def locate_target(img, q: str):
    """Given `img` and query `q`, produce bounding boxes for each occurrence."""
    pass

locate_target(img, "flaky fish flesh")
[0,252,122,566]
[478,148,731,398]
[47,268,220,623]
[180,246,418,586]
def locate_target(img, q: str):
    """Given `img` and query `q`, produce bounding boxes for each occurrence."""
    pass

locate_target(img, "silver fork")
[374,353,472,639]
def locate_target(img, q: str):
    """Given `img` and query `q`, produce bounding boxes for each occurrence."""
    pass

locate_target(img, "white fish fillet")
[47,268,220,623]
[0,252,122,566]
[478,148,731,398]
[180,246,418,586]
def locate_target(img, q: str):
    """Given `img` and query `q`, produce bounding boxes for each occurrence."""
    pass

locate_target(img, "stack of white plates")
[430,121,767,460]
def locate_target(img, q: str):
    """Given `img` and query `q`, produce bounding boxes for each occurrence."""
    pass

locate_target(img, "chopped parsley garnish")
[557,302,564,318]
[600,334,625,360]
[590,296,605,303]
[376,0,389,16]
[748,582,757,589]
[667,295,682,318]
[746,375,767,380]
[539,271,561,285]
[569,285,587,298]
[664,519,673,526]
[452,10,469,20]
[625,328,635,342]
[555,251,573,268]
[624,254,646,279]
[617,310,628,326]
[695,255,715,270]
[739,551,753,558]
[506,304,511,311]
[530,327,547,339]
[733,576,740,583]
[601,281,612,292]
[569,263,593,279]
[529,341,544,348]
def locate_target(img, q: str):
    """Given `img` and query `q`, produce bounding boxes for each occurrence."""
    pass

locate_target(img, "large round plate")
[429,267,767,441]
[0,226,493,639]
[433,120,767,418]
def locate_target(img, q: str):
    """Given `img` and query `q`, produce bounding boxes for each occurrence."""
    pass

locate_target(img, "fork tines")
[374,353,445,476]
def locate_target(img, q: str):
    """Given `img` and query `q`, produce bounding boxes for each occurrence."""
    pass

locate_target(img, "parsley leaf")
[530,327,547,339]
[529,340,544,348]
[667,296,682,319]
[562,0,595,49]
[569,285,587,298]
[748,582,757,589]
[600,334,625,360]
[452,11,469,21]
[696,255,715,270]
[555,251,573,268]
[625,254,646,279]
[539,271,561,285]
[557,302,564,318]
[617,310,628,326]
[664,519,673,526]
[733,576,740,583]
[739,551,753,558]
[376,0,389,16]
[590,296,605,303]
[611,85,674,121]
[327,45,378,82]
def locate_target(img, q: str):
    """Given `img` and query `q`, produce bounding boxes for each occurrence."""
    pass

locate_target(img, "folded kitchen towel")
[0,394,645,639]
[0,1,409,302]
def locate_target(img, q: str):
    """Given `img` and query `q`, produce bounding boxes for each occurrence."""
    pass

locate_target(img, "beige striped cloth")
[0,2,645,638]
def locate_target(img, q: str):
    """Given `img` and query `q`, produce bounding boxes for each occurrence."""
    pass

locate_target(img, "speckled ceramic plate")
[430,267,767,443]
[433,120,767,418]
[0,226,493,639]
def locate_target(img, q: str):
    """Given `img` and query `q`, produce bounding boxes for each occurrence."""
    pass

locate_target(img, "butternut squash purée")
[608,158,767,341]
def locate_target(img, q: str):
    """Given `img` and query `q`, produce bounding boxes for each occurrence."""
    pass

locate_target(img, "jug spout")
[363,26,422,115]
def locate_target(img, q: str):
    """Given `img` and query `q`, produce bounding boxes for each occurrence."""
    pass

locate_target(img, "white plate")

*What to do:*
The records above must be transcribed in full, word for word.

*Answer to this problem:*
def locate_target(img, q: str):
    """Given `img` and query `q`, produce bounding boxes for each occurrence."""
    pass

locate_target(img, "flaky fish flesh")
[0,252,122,566]
[478,148,731,398]
[47,268,220,623]
[180,246,418,586]
def locate_target(img, q: str):
    """Given `img` and query `q`, produce bounding boxes for each occurrence."""
    pass

locate_target(img, "silver fork")
[374,353,472,639]
def locate_target(img, q: str):
    """Given `img` and query `q`, produce bounding boxes for each occurrence."""
    pass

locate_target(img, "white fish fillet")
[47,268,220,623]
[0,252,122,566]
[478,148,731,398]
[180,246,418,586]
def locate_target(img, q: str):
    """Given `img` and query `q`, produce bounding boxes for each occurrence."""
    pass

locate_target(img, "stack of white plates")
[430,121,767,460]
def locate_target(img, q: str):
    """Given `img` and query `q`, produce bounding boxes for each occurrence."""
    pass

locate_target(img, "chopped parsley garnish")
[557,302,564,318]
[600,334,625,360]
[590,296,605,303]
[376,0,389,16]
[748,582,757,589]
[667,295,682,318]
[746,375,767,380]
[539,271,561,285]
[569,285,587,298]
[664,519,673,526]
[452,10,469,20]
[625,328,635,342]
[555,251,573,268]
[624,254,646,279]
[617,310,628,326]
[695,255,715,270]
[739,551,753,558]
[506,304,511,311]
[530,327,547,339]
[733,576,740,583]
[601,281,612,292]
[569,263,593,279]
[529,341,544,348]
def locate_target(img, q: str):
    """Given `img` and query `q`, produce bounding boxes for each occurrence."""
    pass

locate_target(img, "large round plate")
[429,267,767,441]
[0,226,493,639]
[433,120,767,418]
def locate_target(img, q: str):
    """Given `img` and query `q`, produce bounding boxes for each occurrence."""
    pass

locate_target(img, "fork tines")
[374,353,445,476]
def locate_target(img, q: str):
    """Given `img` and query `q`, produce bounding boxes for each occurrence."""
    pass

locate_target(img, "parsley leaf")
[530,327,547,339]
[529,340,544,348]
[667,296,682,319]
[562,0,595,49]
[569,285,587,298]
[748,582,757,589]
[600,334,625,360]
[452,11,469,21]
[696,255,715,270]
[555,251,573,268]
[625,254,646,279]
[539,271,561,285]
[557,302,564,318]
[617,310,628,326]
[664,519,673,526]
[733,576,740,583]
[739,551,753,558]
[376,0,389,16]
[590,296,605,303]
[611,85,674,121]
[327,45,378,82]
def locate_target(img, q: str):
    """Given `img` and query `q`, produce bounding boxes for each occurrence."""
    pass

locate_target(img, "folded kitchen towel")
[0,394,645,639]
[0,1,409,302]
def locate_target(img, q: str):
    """Given `img` and query `q`, produce bounding boxes for each occurrence."""
    pass

locate_target(img, "beige striped cloth")
[0,2,645,638]
def locate_target(img, q: str):
    """Given `img` and query `q`, produce bounding boxes for each occurrence."""
    pass

locate_target(img, "speckled ceramic plate")
[430,267,767,443]
[433,120,767,418]
[0,226,493,639]
def locate_target(img, q: str):
    """Given `img` and query `q`, produce bounding boxes for each occurrence."""
    pass

locate_target(img, "butternut squash purée")
[608,158,767,341]
def locate_target(img, q: str):
    """Given `img` and query `q`, produce bounding boxes for each occurrence."""
    pass

locate_target(img, "jug spout")
[363,26,422,115]
def locate_target(img, q: str):
    """Given `img` and query `q`, produce bounding boxes for each occurrence."""
    pass

locate_target(img, "white plate")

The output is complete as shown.